::: Texte d'étude

DPE : le diagnostic de performance énergétique se rénove
Le diagnostic de performance énergétique (DPE) qui est en vigueur à l’heure actuelle présente trop de lacunes pour être conservé tel quel : trop de diagnostics vierges, insuffisants voire peu fiables. La volonté de refonte s’est concrétisée avec la loi ELAN de 2018, précisée par deux décrets de décembre 2020 (les arrêtés sont en cours d’élaboration) pour une entrée en vigueur prévu le 1er juillet 2021. Des délais qui changent, un format différent, une nature juridique renforcée : autant d’éléments qui méritent des éclaircissements.
Une rénovation par étapes
Le Conseil d’Etat dans sa fonction de recommandation s’en est ému encore récemment, il constatait et regrettait : « la multiplication des contraintes imposées aux propriétaires immobiliers, en particulier aux copropriétaires, conduisant à des dépenses obligatoires »[1]. La Haute-juridiction a lancé un avertissement aux professionnels. Une invitation à une plus grande transparence. Ces avis ont été formulés à la suite de l’approbation par le Conseil des ministres de la loi Climat, une loi de plus s’intéressant au diagnostic de performance énergétique.
Ce DPE est au cœur d’une machine complexe, en même temps qu’il évolue, il fait évoluer des législations qui dépendent de lui. Avant d’en arriver à ce point, il convient de s’arrêter sur les principaux objectifs recherchés par le législateur avec ce nouveau DPE :
- Simplifier la méthode d’évaluation des bâtiments ;
- Augmenter la qualité des données, avec un diagnostic plus représentatif de la performance du logement (prise en compte de nouveaux usages, équipements, etc.) ;
- Renforcer le DPE en lui conférant une opposabilité juridique ;
- Rassembler en une nouvelle étiquette « énergie » les éléments qui témoignent d’un niveau de consommation d’énergie et les éléments à propos des émissions de gaz à effet de serre ;
- Accroître la lisibilité avec la refonte du design afin que l’étiquette gagne en informations et en lisibilité (apparition des montants théoriques des factures énergétiques, etc.).
Le renforcement des sanctions
C’est sans doute le point fondamental : l’opposabilité du DPE. Jusqu’à présent, les pouvoirs publics n’avaient pas donner à ces DPE une force juridique importante. S’il devait être présenté au moment de l’achat d’une maison, à côté des nombreux autres diagnostics obligatoires[2], les sanctions en cas de défaillance n’étaient pas importantes puisque le DPE ne consistait qu’en une information, ni plus ni moins. La solution avait d’ailleurs été confirmée par la jurisprudence :
« Mais attendu que, selon le II de l’article L. 271-4 du code de la construction et de l’habitation, le DPE mentionné au 6° de ce texte n’a, à la différence des autres documents constituant le dossier de diagnostic technique, qu’une valeur informative »[3].

::::::
::: Données

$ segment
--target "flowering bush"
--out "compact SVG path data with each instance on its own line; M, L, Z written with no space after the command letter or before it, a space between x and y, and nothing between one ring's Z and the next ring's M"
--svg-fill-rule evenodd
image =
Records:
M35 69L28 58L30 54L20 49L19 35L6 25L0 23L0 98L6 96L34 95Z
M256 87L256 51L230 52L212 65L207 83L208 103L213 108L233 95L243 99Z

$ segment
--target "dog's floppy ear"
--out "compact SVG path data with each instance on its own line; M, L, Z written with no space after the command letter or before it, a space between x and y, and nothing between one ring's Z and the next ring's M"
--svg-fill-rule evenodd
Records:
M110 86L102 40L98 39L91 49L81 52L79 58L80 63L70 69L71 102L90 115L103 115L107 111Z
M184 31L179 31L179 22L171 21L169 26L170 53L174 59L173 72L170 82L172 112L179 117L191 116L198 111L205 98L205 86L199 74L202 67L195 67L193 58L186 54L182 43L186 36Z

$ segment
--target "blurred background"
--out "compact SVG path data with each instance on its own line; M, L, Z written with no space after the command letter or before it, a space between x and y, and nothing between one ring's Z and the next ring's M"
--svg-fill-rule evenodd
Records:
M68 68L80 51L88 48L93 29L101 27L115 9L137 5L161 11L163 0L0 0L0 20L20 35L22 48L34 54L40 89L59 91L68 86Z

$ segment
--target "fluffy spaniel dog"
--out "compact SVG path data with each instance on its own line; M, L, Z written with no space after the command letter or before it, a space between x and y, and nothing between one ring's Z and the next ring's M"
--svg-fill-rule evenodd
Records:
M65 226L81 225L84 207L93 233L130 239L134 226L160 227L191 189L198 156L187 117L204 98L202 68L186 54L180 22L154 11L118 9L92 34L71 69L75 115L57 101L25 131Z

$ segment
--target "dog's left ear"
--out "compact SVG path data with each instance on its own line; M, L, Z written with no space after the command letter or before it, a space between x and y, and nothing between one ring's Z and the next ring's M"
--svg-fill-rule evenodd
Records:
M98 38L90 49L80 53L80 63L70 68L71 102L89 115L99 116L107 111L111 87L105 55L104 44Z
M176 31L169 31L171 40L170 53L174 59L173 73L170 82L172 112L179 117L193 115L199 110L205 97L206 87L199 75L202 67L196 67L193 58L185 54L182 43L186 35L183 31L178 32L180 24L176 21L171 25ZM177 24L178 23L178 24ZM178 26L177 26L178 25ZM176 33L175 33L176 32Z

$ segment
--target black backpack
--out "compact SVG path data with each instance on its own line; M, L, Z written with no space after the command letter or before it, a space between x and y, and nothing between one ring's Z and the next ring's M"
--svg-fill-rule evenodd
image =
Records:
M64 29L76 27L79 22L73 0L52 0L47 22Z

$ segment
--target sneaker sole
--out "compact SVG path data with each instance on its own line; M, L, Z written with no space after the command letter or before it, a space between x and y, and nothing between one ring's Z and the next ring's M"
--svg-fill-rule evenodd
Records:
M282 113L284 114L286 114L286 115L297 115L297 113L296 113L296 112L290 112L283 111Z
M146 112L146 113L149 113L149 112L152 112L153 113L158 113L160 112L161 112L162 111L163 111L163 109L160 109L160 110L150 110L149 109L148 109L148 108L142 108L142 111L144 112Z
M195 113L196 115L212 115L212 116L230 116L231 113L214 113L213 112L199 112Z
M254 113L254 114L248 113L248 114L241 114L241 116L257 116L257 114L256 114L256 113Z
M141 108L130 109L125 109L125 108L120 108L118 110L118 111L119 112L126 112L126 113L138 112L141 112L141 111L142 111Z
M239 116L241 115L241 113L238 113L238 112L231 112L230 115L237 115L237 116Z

::::::

- **Consigne**
Recopiez mot pour mot le passage du texte sur le DPE allant de « Une rénovation par » jusqu'à « de performance énergétique. ».

- **Zone de réponse**
Une rénovation par étapes
Le Conseil d’Etat dans sa fonction de recommandation s’en est ému encore récemment, il constatait et regrettait : « la multiplication des contraintes imposées aux propriétaires immobiliers, en particulier aux copropriétaires, conduisant à des dépenses obligatoires »[1]. La Haute-juridiction a lancé un avertissement aux professionnels. Une invitation à une plus grande transparence. Ces avis ont été formulés à la suite de l’approbation par le Conseil des ministres de la loi Climat, une loi de plus s’intéressant au diagnostic de performance énergétique.